_EXERCISE GOAL_
Write out each of the records below word for word, with nothing changed.

(Dataset records)
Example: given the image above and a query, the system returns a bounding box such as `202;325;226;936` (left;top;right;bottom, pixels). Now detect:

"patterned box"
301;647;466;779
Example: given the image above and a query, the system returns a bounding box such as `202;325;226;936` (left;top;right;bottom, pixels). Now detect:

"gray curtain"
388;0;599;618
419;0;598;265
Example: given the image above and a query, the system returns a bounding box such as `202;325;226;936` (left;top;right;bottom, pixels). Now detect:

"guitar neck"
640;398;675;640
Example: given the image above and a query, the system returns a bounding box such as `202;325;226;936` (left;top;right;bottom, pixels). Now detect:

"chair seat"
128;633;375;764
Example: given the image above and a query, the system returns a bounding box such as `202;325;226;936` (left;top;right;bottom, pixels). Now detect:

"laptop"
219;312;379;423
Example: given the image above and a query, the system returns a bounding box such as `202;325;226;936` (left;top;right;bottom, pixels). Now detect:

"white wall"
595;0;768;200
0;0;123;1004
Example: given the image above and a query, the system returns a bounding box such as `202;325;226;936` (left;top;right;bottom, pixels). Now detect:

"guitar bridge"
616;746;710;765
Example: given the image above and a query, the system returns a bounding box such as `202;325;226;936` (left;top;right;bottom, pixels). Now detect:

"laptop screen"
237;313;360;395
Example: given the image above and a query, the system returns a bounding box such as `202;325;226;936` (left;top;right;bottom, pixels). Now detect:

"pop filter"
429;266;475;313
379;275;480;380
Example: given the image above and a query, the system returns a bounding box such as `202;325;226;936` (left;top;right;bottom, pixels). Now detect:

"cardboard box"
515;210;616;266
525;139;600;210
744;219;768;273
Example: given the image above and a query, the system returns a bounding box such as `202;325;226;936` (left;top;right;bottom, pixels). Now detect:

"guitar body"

_SOLUTION_
Example: given the image above and a query, the system returns a bounding box such as `202;325;226;936` (left;top;right;bottom, pixels). Now detect:

"patterned box"
301;647;466;779
Example: given the image above and a query, the system returns a bounding box such as `202;325;226;936` (left;top;right;bottom, pixels). Now detect:

"gray curtain"
388;0;599;618
419;0;598;265
Example: given the image above and a query, the system returns a bounding box such as `202;325;226;936` (left;top;right;bottom, pixels). Now detect:

"guitar neck"
640;398;675;640
Example: given the image above and a query, the system returns a bounding box such as `202;325;226;936` (left;top;right;bottom, pixels). Now detect:

"chair seat"
128;633;375;764
Example: given the image above and a query, the system returns a bounding box such as `202;325;226;936` (left;top;right;bottom, pixels). Now detect:

"laptop"
219;312;379;423
Example: given the image above and a query, the system returns a bounding box such as `202;325;226;936` (left;top;right;bottom, pixels). Now detect:

"white wall"
595;0;768;200
0;0;123;1004
Example: given the image above and a query, the system returns a bounding box such as `202;325;226;936` (left;top;right;bottom, pixels). Now detect:

"guitar bridge"
616;746;710;765
Example: given the image above and a query, the system returns a bounding box such as `202;325;226;936` (left;top;right;bottom, pixels). Now detect:

"laptop screen"
237;313;360;395
Example: given the image above and a query, the system returns a bounding box such as `202;325;226;936` (left;top;right;bottom, pixels). Now detect:

"pop filter"
429;266;475;313
379;275;480;380
Example: given the image above and a query, the system returns a bounding box such as `202;325;226;936` (left;top;right;bottom, pixels). Now detect:

"cardboard box"
515;210;616;266
525;139;600;210
744;219;768;273
Example: given the image above and a query, the system returns a bounding box such as `202;325;226;936` (left;top;right;bottom, pixels). Now detect:

"guitar body"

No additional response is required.